Document:
---
Invitation to Political Community inter-disciplinary workshop at CISRUL, U Aberdeen, 24-25 June 2014

Trevor Stack Discussion

Invitation to workshop

POLITICAL COMMUNITY: AUTHORITY IN THE NAME OF COMMUNITY

Centre for Citizenship, Civil Society and Rule of Law (CISRUL) at the University of Aberdeen, Scotland

Tuesday 24-Wednesday 25 June 2014

Academic coordinator: Trevor Stack (t.stack@abdn.ac.uk)

Workshop administrator: Claire Wojciechowski (claire.wojciechowski@abdn.ac.uk)

Website: http://wp.me/PASsb-45

Speakers include Margaret Somers, Stephen Tierney, Ajay Gudavarthy, Gurpreet Mahajan, Dejan Stjepanovic, Jan Kotowski, Andreea Udrea, Katinka Weber, Rivke Jaffe, Martijn Koster, Marc Kruman, Balazs Majtenyi, David Thunder and Camille Walsh.

Following our successful Political Community workshop in June 2013, CISRUL invites you to attend a workshop that will allow us to develop our understanding of political community, prior to publishing a volume.

We confirmed in our June 2013 workshop that the term “political community” was appropriate for identifying a core set of issues that interest us at CISRUL (even though it was evident that no term will ever carry all the right connotations and none of the wrong ones). Though we each have our own preferred approach, reflecting the wide range of perspectives in CISRUL, several of us are using the term “political community” for one whose members feel somehow represented within its structures of authority, and thus somehow obliged to their fellow-members to follow its norms and accept its decisions. A political community could also be termed a democracy but we prefer to use the term “democracy” for a form of government; our focus is more on the link between authority and community than on the precise structure of government. In a political community, authority is exercised in the name of some kind of community of members – this is the point on which for the most part we converge.
---
Data extract:
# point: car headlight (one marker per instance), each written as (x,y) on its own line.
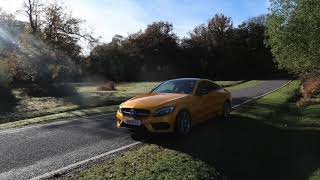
---
Brief:
Copy the passage from the workshop invitation starting with "Workshop administrator: Claire" and going on through "publishing a volume.".

Exercise answer:
Workshop administrator: Claire Wojciechowski (claire.wojciechowski@abdn.ac.uk)

Website: http://wp.me/PASsb-45

Speakers include Margaret Somers, Stephen Tierney, Ajay Gudavarthy, Gurpreet Mahajan, Dejan Stjepanovic, Jan Kotowski, Andreea Udrea, Katinka Weber, Rivke Jaffe, Martijn Koster, Marc Kruman, Balazs Majtenyi, David Thunder and Camille Walsh.

Following our successful Political Community workshop in June 2013, CISRUL invites you to attend a workshop that will allow us to develop our understanding of political community, prior to publishing a volume.